──────── GIVEN ENTRIES

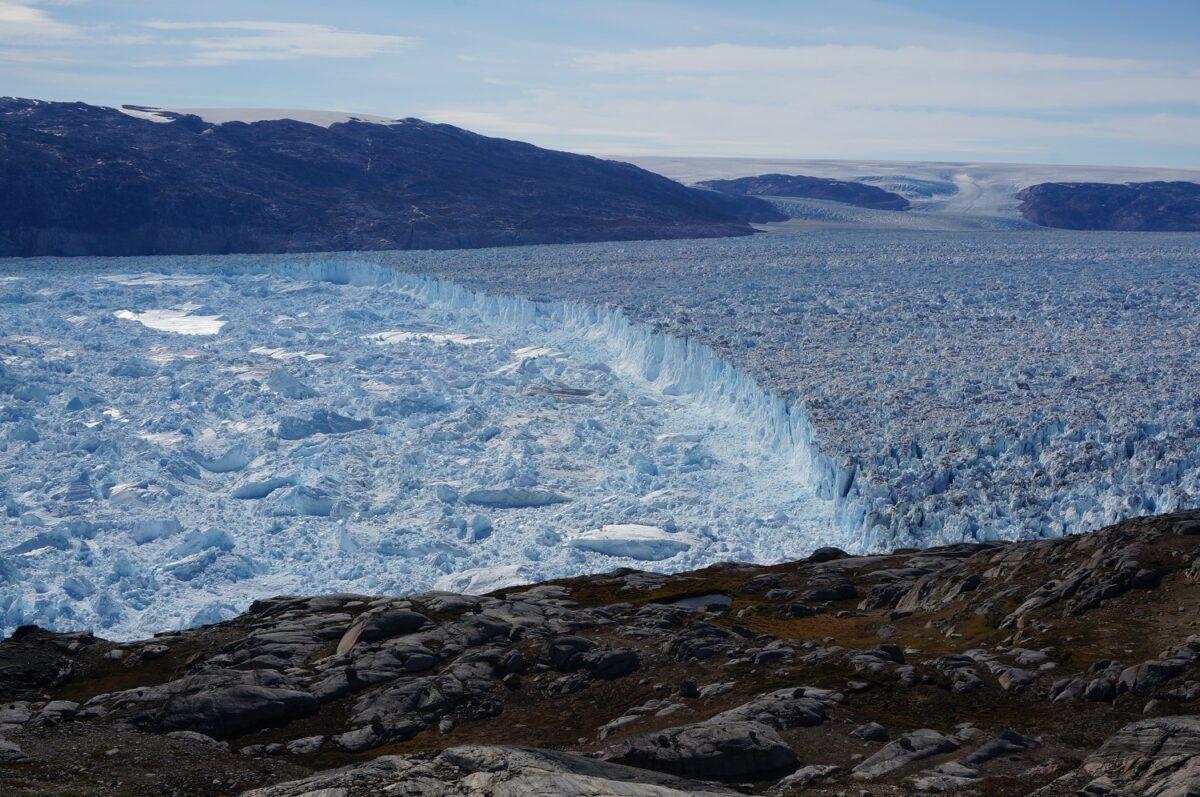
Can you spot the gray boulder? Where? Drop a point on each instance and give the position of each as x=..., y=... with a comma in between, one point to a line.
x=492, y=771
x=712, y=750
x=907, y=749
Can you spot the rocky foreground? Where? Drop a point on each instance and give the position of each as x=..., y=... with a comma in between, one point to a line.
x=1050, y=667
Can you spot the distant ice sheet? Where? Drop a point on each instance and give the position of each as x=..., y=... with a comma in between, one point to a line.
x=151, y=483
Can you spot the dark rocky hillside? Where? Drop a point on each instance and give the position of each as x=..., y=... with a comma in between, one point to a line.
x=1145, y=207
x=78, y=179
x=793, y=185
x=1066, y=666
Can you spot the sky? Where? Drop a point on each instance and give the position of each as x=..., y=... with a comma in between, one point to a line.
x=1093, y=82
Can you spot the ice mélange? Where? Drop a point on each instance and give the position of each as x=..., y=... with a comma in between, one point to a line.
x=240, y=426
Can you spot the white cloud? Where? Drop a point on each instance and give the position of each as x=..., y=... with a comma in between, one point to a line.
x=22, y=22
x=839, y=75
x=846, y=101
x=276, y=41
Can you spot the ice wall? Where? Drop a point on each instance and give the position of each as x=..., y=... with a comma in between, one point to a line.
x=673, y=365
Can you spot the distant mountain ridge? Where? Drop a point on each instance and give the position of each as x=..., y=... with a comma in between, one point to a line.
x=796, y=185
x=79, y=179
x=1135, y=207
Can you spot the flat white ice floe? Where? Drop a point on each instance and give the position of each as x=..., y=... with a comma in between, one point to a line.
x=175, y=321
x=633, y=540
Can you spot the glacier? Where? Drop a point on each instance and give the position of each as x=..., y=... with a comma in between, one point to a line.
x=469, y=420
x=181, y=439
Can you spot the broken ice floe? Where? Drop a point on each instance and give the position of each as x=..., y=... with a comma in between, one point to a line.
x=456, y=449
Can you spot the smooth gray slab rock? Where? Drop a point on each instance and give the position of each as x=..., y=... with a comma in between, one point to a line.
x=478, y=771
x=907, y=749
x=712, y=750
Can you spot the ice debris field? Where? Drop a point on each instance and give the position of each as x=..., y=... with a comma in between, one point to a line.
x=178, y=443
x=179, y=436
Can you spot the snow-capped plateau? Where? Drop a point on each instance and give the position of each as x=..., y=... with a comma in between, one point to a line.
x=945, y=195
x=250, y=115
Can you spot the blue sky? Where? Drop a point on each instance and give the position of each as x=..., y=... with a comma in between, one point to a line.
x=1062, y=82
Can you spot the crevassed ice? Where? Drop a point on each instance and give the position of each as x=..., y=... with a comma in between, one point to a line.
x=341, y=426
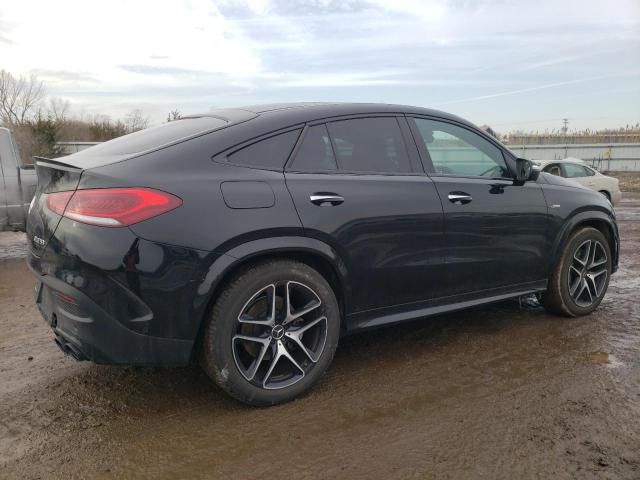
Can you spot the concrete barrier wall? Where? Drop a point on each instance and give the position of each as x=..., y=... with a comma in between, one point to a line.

────────────────

PROBLEM DETAILS: Return all the rows above verbatim, leaving out the pictures.

WORKED ANSWER:
Can you spot the gray boulder? Where? Drop a point on each instance and give the position of each as x=..., y=... with a comma in between, one point to a line.
x=492, y=771
x=712, y=750
x=907, y=749
Can you spot the rocky foreground? Where? Drop a point on each instance and give the position of each as x=..., y=... with a comma in between, one point to a line.
x=1050, y=667
Can you spot the distant ice sheet? Where? Drop a point on each instance and give the position of each as x=..., y=... with a comma in between, one point to a line.
x=151, y=483
Can you spot the dark rocky hillside? Where? Drop a point on each instance and give the position of each as x=..., y=... with a comma in between, one point to a line.
x=1145, y=207
x=78, y=179
x=793, y=185
x=1066, y=666
Can you spot the sky? Where? Drop a point on each instance and give the position of each as x=..., y=... with a comma in between, one point to a line.
x=1093, y=82
Can you spot the ice mélange? Where? Drop a point on each instance and give the position of each as x=..., y=... with a comma in between, one point to a line.
x=240, y=426
Can you spot the white cloud? Where? Drop a point on each instance and give the position of each as x=..., y=... with a comma in between, one point to a line.
x=22, y=22
x=839, y=75
x=846, y=101
x=276, y=41
Can you spot the ice wall? Where? Drop a point on each instance and give the position of each as x=..., y=... with a comma in between, one point to a line.
x=673, y=365
Can you spot the distant mountain ridge? Where? Drop a point on each instance and give the position of each as x=..., y=... with a comma in between, one point to a line.
x=796, y=185
x=79, y=179
x=1135, y=207
Can you spot the flat white ice floe? Where? Drop a point on each instance and give the position of each as x=..., y=... with a comma in between, one point to a line.
x=175, y=321
x=633, y=540
Can you spot the glacier? Where? Drop a point on each instance and give the position of each as x=..., y=... with a comma in between, one point to a line.
x=469, y=420
x=181, y=439
Can you spot the broken ice floe? Where? Drop a point on each instance and give the position of each as x=..., y=... with a comma in between, one point to a line.
x=456, y=449
Can you spot the smooth gray slab rock? Where? Drop a point on each instance and give the position of each as x=..., y=... with a comma in between, one point to a line.
x=478, y=771
x=907, y=749
x=712, y=750
Can you spot the ice debris field? Where? Drop a point on each instance and give the position of each as x=..., y=... with a comma in between, one point to a line.
x=178, y=443
x=179, y=436
Can you spot the snow-capped plateau? Where? Drop a point on each instance and give the position of each as x=..., y=... with a comma in between, one point to a line.
x=945, y=195
x=250, y=115
Can you spot the blue sky? Where? Drop a point on each instance and give the position of each as x=..., y=... with a comma in between, one point to a line.
x=1062, y=82
Can you spot the crevassed ice? Where? Drop a point on each instance and give the position of each as x=..., y=... with a comma in between, one point to a line.
x=341, y=426
Can you spot the concrete barrier wall? Where? Drop a point on each instance and give the position of each as x=..., y=... with a comma in between, one point to a line.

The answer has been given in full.